Exercise instructions:
Word for word, please copy the listing below, with its pictures left out.

Entries provided:

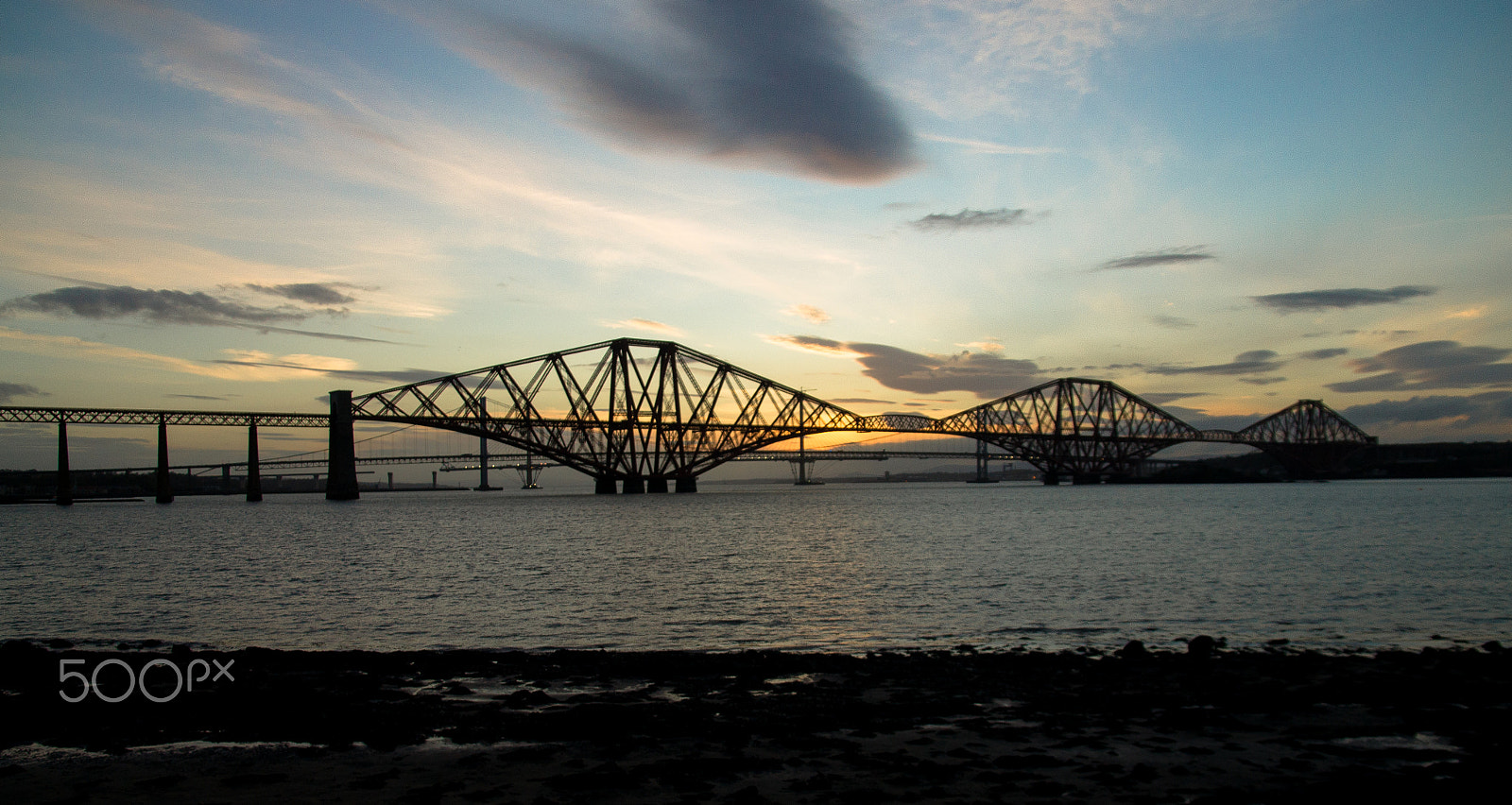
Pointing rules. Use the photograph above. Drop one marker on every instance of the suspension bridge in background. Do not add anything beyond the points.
(652, 417)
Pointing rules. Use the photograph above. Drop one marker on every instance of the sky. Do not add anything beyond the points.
(896, 205)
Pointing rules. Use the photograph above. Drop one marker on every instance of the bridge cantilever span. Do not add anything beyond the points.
(654, 415)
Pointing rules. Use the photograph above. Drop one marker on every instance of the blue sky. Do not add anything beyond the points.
(1224, 206)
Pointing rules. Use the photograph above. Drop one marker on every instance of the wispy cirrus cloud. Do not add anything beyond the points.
(1168, 256)
(1342, 297)
(327, 294)
(1431, 365)
(985, 147)
(644, 324)
(11, 390)
(985, 374)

Result of this task:
Pointing rules. Use the photograph above. Drop one marker on every instance of the suspension bridge in background. Do not add anything beyond the points.
(652, 417)
Pointing rules. Use the photograph above. Drop one marker on every instance of the sky. Do not add anything beyond the points.
(896, 205)
Pointing rules. Use the photograph above. Drop one marker on every instance of the bridge cantilever span. Do not add anything beyond the points.
(654, 415)
Pointing rules. Use the photograph above. Drop one marker on every instance of the blue sky. Do not add anything beyond the points.
(1224, 206)
Pointing rules. Use the photograph above. Drop one marker on every instance of the wispy cirrus cloud. Do not add anything beyond the points.
(1168, 256)
(1342, 297)
(327, 294)
(1431, 365)
(985, 147)
(644, 324)
(11, 390)
(985, 374)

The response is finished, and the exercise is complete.